RECORDS SUPPLIED>
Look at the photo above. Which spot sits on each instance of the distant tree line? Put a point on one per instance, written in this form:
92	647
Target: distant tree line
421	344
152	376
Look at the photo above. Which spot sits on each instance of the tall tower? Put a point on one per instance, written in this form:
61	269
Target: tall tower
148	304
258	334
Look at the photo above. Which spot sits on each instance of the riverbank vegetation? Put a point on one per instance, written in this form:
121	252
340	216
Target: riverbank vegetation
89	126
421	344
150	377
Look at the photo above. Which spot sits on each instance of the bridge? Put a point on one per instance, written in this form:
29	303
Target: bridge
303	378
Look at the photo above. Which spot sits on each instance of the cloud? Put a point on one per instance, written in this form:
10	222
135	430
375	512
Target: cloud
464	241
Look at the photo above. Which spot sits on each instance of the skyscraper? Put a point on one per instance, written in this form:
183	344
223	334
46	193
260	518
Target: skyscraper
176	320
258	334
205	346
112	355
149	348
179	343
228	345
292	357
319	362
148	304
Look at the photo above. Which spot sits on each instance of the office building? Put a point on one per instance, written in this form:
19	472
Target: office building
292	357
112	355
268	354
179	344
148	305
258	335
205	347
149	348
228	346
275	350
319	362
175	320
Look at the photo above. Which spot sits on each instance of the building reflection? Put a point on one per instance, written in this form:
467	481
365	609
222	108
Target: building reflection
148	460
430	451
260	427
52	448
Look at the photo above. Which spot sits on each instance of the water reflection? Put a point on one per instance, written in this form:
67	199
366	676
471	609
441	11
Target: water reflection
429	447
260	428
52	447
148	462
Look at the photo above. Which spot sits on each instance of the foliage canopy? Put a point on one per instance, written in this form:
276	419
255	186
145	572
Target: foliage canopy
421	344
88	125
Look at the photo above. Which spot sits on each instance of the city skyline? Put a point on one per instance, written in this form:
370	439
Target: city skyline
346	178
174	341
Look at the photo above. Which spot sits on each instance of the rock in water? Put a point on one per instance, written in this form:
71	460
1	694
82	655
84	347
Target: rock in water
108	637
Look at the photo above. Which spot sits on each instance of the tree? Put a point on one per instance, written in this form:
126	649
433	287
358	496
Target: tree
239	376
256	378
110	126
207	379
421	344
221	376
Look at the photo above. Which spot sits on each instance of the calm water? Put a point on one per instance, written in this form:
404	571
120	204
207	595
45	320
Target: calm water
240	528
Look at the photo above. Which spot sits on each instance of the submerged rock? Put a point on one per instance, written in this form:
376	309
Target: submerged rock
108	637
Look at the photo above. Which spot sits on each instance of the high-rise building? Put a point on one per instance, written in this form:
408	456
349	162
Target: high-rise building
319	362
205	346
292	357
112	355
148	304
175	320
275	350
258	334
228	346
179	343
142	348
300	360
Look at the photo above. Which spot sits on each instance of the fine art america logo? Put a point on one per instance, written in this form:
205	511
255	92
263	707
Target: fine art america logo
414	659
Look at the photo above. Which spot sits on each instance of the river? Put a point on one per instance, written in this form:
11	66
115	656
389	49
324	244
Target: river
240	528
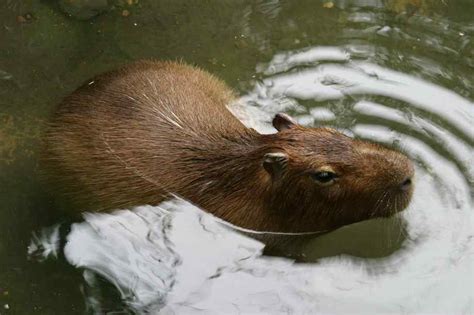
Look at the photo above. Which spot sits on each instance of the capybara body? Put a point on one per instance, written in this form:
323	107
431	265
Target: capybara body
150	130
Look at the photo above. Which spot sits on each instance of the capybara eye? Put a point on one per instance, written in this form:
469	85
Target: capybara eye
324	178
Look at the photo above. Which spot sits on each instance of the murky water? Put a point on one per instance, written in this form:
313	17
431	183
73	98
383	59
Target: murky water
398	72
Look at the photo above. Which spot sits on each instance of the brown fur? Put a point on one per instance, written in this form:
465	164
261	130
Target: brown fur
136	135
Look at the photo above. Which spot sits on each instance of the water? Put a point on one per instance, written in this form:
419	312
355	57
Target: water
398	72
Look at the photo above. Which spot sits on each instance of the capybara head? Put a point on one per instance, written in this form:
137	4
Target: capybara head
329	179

--

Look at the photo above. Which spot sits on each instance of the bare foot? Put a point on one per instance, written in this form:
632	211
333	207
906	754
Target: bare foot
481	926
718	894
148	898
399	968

WHAT THE TASK ASKS>
Report each line in the entries above that contains the word "distant", copying every such line in full.

TASK RESPONSE>
Look at the photo above. Which spot sits on each instance of the distant tree line? Put a point on one per instance, written in this form:
Target: distant tree line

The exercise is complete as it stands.